Available data
^^^^^^^^

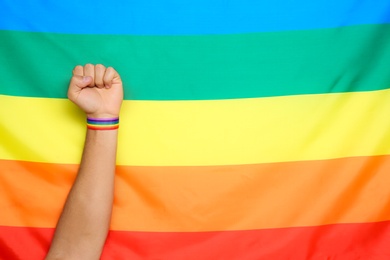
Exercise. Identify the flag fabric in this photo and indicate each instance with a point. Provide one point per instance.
(249, 130)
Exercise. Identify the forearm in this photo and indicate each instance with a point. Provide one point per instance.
(84, 223)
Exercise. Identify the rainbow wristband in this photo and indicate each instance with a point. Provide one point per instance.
(103, 123)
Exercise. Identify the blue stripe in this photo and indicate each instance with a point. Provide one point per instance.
(181, 17)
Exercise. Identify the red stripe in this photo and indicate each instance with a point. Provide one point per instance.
(341, 241)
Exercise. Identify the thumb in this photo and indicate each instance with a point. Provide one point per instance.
(77, 83)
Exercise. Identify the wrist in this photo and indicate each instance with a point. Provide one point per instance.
(111, 123)
(102, 115)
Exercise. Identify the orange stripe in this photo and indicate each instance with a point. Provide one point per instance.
(207, 198)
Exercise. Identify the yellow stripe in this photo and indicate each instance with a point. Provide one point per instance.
(239, 131)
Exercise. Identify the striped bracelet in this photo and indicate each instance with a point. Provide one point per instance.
(103, 123)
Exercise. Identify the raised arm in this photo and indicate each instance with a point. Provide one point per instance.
(83, 226)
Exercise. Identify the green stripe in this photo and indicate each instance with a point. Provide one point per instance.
(355, 58)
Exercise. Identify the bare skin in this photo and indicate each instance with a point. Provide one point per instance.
(84, 223)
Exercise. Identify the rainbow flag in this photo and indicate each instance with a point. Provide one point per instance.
(250, 129)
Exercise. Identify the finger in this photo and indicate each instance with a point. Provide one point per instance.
(110, 77)
(77, 83)
(78, 70)
(89, 70)
(99, 74)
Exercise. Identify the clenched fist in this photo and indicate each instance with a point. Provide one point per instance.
(97, 90)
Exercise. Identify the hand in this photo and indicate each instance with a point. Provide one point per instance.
(97, 90)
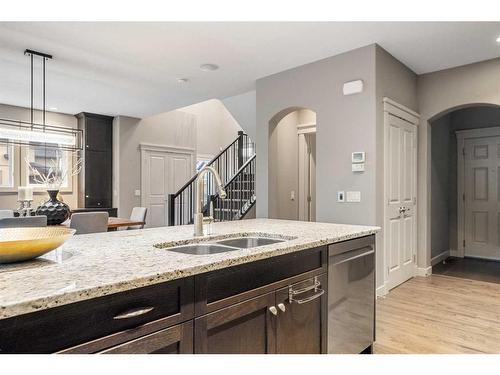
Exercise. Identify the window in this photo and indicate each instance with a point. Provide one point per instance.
(6, 165)
(46, 160)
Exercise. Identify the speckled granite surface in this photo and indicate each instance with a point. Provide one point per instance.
(94, 265)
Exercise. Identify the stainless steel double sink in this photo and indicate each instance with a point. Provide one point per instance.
(225, 245)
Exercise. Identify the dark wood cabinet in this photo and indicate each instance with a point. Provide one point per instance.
(276, 305)
(244, 328)
(301, 324)
(96, 324)
(96, 178)
(174, 340)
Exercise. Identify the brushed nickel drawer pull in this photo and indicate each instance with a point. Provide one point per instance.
(134, 313)
(318, 294)
(314, 286)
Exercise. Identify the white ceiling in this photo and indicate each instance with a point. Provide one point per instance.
(132, 68)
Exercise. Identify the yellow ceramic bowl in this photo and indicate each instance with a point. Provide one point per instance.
(18, 244)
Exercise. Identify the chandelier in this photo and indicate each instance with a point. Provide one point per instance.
(41, 134)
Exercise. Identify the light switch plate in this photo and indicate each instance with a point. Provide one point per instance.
(353, 196)
(358, 157)
(340, 196)
(358, 167)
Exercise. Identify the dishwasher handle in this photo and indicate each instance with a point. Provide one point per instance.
(351, 255)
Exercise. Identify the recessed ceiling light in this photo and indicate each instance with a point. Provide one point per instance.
(209, 67)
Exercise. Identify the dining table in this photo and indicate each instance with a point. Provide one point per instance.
(115, 222)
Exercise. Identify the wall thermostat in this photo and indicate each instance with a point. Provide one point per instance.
(358, 157)
(358, 167)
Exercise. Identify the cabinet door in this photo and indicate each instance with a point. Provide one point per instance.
(301, 327)
(98, 171)
(174, 340)
(245, 328)
(99, 133)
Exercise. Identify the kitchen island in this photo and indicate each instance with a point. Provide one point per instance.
(129, 291)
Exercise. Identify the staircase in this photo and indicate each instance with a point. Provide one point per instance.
(236, 167)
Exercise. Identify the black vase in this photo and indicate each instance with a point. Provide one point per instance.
(56, 211)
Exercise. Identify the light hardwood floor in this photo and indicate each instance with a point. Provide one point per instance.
(439, 314)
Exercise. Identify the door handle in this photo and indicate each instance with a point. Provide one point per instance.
(133, 313)
(273, 310)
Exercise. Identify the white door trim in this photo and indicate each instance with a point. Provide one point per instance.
(167, 149)
(462, 135)
(393, 108)
(304, 169)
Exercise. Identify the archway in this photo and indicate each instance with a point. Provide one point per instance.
(464, 186)
(292, 164)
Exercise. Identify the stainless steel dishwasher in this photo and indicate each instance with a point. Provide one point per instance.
(351, 296)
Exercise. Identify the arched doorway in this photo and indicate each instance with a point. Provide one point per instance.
(465, 190)
(292, 165)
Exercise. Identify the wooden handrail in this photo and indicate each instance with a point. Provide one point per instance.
(214, 159)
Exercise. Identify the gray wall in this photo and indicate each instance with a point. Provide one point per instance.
(215, 126)
(344, 124)
(174, 128)
(204, 127)
(444, 170)
(243, 108)
(441, 92)
(283, 168)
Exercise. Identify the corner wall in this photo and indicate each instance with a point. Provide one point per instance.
(344, 124)
(396, 81)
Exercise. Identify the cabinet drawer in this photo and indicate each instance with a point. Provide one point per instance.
(221, 288)
(174, 340)
(62, 327)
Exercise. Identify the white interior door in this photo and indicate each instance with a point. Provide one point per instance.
(163, 173)
(482, 197)
(401, 189)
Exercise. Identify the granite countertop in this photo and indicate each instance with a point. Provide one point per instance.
(94, 265)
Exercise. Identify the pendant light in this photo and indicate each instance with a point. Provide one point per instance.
(30, 133)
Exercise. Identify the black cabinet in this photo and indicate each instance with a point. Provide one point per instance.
(244, 328)
(276, 305)
(96, 178)
(174, 340)
(301, 324)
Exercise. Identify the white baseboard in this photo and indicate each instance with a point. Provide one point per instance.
(381, 291)
(424, 271)
(440, 257)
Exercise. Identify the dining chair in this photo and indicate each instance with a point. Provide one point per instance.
(24, 221)
(89, 222)
(138, 214)
(6, 213)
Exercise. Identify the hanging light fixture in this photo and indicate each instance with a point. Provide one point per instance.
(30, 133)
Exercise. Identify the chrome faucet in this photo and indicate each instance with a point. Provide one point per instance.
(200, 187)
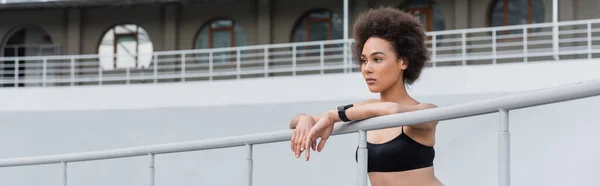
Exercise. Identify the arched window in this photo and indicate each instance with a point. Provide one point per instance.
(427, 12)
(25, 41)
(515, 12)
(220, 33)
(318, 25)
(125, 46)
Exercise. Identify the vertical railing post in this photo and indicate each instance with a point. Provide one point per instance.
(345, 58)
(503, 149)
(322, 58)
(525, 44)
(127, 76)
(249, 165)
(44, 71)
(152, 172)
(210, 65)
(72, 71)
(434, 50)
(589, 40)
(294, 60)
(64, 173)
(238, 63)
(155, 68)
(182, 66)
(99, 73)
(555, 32)
(266, 53)
(16, 72)
(464, 48)
(362, 158)
(494, 38)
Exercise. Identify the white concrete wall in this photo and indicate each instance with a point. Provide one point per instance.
(553, 145)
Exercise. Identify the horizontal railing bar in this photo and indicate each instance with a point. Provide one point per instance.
(510, 102)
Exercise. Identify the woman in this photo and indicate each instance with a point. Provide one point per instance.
(391, 51)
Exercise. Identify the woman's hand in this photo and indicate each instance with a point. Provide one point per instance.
(304, 125)
(322, 129)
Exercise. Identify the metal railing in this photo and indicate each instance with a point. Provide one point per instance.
(502, 105)
(493, 45)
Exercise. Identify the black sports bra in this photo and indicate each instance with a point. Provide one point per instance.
(399, 154)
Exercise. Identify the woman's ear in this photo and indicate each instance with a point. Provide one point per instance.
(403, 63)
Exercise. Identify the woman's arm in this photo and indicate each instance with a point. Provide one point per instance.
(362, 112)
(296, 119)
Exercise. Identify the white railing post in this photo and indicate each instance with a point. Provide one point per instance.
(266, 53)
(155, 68)
(72, 71)
(100, 75)
(555, 28)
(127, 76)
(249, 165)
(152, 172)
(210, 66)
(44, 71)
(345, 57)
(346, 30)
(525, 44)
(182, 66)
(322, 58)
(464, 48)
(294, 60)
(494, 38)
(589, 40)
(16, 72)
(238, 64)
(433, 50)
(64, 173)
(362, 158)
(503, 149)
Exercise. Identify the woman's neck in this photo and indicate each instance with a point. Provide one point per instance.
(397, 94)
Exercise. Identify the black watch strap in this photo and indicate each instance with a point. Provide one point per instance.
(342, 112)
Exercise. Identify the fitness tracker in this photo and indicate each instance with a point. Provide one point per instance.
(342, 112)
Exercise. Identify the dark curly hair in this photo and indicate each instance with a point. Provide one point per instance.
(402, 30)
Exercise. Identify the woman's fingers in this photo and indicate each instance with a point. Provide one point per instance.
(292, 139)
(321, 144)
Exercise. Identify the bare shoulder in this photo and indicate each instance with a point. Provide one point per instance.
(426, 105)
(365, 102)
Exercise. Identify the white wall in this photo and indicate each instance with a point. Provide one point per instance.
(552, 145)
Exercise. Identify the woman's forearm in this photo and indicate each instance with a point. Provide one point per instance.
(297, 118)
(376, 109)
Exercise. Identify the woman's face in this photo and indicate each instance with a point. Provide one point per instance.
(380, 66)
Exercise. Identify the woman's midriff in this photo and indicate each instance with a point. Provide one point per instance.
(417, 177)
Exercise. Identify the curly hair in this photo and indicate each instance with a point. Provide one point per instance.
(402, 30)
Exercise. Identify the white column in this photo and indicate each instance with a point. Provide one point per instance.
(73, 43)
(170, 27)
(461, 14)
(264, 22)
(555, 28)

^^^^^^^^

Directive
What needs duplicating is the run of lines from the one containing "Exercise. Identify the black watch" through the last line of the entries above, exact and complete.

Correct response
Exercise. Identify the black watch strap in this photo and indicate each instance with a point. Provide one point per instance.
(342, 112)
Exercise. Identify the fitness tracker in this photo and indicate each instance with a point. Provide one point per instance.
(342, 112)
Exercise. Identify the dark curly hair in this photo and indicate each instance with a point. Provide one point per instance.
(402, 30)
Exercise. Identify the woman's fingers in this photo and indicate each instance with a point. Provide one point per instance.
(292, 139)
(321, 144)
Exercise. Identify the bare shoulder in this photo and indicate each instance with a point. Provide one point per instance.
(426, 105)
(365, 102)
Exercise. Identify the white wall in this photo and indicate each instance with a point. Provide one point per instance.
(552, 145)
Exercise. Identify the woman's forearm in this photo and indicate each instance with a point. Provide one point per instance.
(297, 118)
(376, 109)
Exercise. Identify the woman's face in this photo and indicate each instance with a point. Provide one point per instance.
(380, 66)
Exercise. Identify the woman's midriff in this photo and indicate each instance with a point. Provide one point per instance.
(417, 177)
Exercise. Identify the curly hair in this photo and indicate each instance with a point. Provide one point per instance.
(402, 30)
Exercise. Identify the white column in this photo and indicate each instance with a point. Provide one point per instance.
(73, 43)
(170, 27)
(461, 14)
(264, 22)
(555, 28)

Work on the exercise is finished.